:: What the task requires ::
Go through the data and copy every line in which "hoof" appears.

*** Record excerpts ***

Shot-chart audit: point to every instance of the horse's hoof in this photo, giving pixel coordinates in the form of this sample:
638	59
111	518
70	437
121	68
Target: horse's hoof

*** End of Record excerpts ***

:: Output ::
Shot-chart audit: point to every instance of the horse's hoof in this photo, giving pixel coordinates in the form of this sample:
Target: horse's hoof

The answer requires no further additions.